Lewontin[2] defines biological evolution by three essentials—variation, selection, and inheritance—which our self-evolving RL scheme mirrors in silico:
- Random policy sampling, MCTS, and environmental noise introduce behavioral variation.
- A reward/advantage signal selects high-return trajectories to guide learning.
- Gradient descent encodes successful behaviors into model parameters, enabling inheritance.
Here, genes and generations are replaced by parameters and training iterations, but the same variation-selection-inheritance cycle drives open-ended improvement—justifying the term "evolution."
Recent work[3] defines self-evolving agents as reward-driven systems that generate their own data and update parameters autonomously—criteria our framework meets. Critically, the agent improves over time: each evolution round boosts success rates (e.g., in ALFWorld) and reduces task steps, a key evolutionary hallmark.
Q2: It naively seems to me that RL agents already generate their own training data by exploring their world. Is this qualitatively different, and if so, how?
Response to Q2:
While traditional RL agents (e.g., those using PPO or GRPO) do generate training data through environmental exploration, our approach introduces qualitative differences that are needed in embodied, long-horizon tasks—distinct from the scenarios where standard RL methods are typically applied to LLMs.

[Dataset entries]
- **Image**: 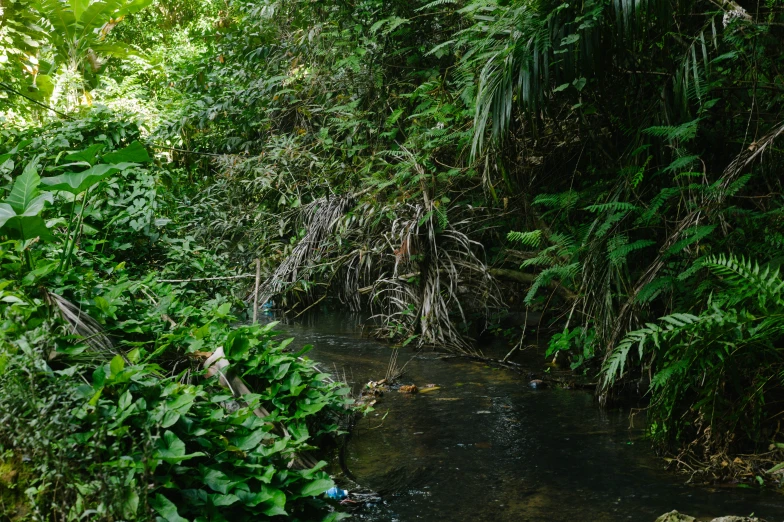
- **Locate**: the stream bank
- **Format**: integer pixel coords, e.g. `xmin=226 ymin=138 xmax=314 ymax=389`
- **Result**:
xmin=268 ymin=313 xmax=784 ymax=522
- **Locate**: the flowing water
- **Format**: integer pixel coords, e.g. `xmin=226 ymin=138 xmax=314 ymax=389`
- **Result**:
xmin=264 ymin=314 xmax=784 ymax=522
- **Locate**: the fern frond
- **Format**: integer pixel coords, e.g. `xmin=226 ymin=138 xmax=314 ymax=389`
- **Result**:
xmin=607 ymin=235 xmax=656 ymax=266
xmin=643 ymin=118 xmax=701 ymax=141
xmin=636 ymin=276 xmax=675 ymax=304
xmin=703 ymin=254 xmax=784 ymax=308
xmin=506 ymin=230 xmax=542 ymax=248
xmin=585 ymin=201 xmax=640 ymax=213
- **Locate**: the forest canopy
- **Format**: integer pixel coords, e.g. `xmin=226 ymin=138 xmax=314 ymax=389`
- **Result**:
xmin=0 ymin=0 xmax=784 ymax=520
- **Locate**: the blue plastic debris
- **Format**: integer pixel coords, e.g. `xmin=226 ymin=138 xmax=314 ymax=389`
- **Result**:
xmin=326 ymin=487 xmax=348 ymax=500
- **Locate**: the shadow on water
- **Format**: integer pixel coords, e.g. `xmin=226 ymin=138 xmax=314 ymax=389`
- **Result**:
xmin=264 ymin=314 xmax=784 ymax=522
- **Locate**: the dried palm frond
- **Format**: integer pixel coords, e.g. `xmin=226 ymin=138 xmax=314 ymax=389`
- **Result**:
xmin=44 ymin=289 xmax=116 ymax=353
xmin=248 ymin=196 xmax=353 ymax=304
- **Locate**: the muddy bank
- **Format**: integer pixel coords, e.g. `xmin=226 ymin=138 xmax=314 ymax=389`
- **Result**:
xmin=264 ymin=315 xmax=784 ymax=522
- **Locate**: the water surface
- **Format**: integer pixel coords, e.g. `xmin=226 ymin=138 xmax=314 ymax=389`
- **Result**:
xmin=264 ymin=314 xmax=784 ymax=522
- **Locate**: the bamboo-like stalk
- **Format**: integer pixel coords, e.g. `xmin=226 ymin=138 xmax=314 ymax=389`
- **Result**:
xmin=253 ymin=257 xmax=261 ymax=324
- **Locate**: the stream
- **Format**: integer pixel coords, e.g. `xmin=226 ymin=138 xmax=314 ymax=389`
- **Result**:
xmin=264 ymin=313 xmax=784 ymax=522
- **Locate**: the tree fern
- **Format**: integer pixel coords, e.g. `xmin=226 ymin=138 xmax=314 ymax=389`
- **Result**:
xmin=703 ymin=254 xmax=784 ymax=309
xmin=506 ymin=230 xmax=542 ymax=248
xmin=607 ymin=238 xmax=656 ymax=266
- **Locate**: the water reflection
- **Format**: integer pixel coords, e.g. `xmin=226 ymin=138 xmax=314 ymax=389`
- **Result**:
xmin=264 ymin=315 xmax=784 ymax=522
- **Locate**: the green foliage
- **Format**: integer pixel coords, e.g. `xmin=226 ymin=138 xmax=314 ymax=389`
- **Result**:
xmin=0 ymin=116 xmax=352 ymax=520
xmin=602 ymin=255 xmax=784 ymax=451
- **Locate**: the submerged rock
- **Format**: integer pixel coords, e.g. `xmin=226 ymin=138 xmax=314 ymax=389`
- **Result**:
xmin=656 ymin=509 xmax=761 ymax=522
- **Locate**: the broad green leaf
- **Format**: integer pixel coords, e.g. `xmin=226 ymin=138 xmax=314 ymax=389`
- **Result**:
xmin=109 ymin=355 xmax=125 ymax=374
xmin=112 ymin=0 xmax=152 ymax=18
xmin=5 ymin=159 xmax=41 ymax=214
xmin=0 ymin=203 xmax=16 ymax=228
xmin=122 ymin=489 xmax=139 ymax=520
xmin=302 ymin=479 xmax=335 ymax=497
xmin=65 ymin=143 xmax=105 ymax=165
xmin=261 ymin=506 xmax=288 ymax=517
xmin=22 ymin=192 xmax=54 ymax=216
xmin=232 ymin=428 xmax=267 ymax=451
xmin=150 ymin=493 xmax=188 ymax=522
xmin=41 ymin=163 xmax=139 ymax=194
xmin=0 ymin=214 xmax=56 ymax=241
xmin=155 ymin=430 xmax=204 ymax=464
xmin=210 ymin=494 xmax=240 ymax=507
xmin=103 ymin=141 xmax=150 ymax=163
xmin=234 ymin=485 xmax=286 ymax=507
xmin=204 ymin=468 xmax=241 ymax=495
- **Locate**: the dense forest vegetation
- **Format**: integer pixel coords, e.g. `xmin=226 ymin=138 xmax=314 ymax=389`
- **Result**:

WHAT YOU WILL DO.
1. In the passage about self-evolving agents, what three essentials does Lewontin use to define biological evolution?
2. Transcribe part of the passage about self-evolving agents word for word, beginning at the words "- A reward/advantage" and stopping after "key evolutionary hallmark.".
Rely only on the passage about self-evolving agents.

SOLUTIONS IN ORDER.
1. Variation, selection, and inheritance.

2.
- A reward/advantage signal selects high-return trajectories to guide learning.
- Gradient descent encodes successful behaviors into model parameters, enabling inheritance.
Here, genes and generations are replaced by parameters and training iterations, but the same variation-selection-inheritance cycle drives open-ended improvement—justifying the term "evolution."
Recent work[3] defines self-evolving agents as reward-driven systems that generate their own data and update parameters autonomously—criteria our framework meets. Critically, the agent improves over time: each evolution round boosts success rates (e.g., in ALFWorld) and reduces task steps, a key evolutionary hallmark.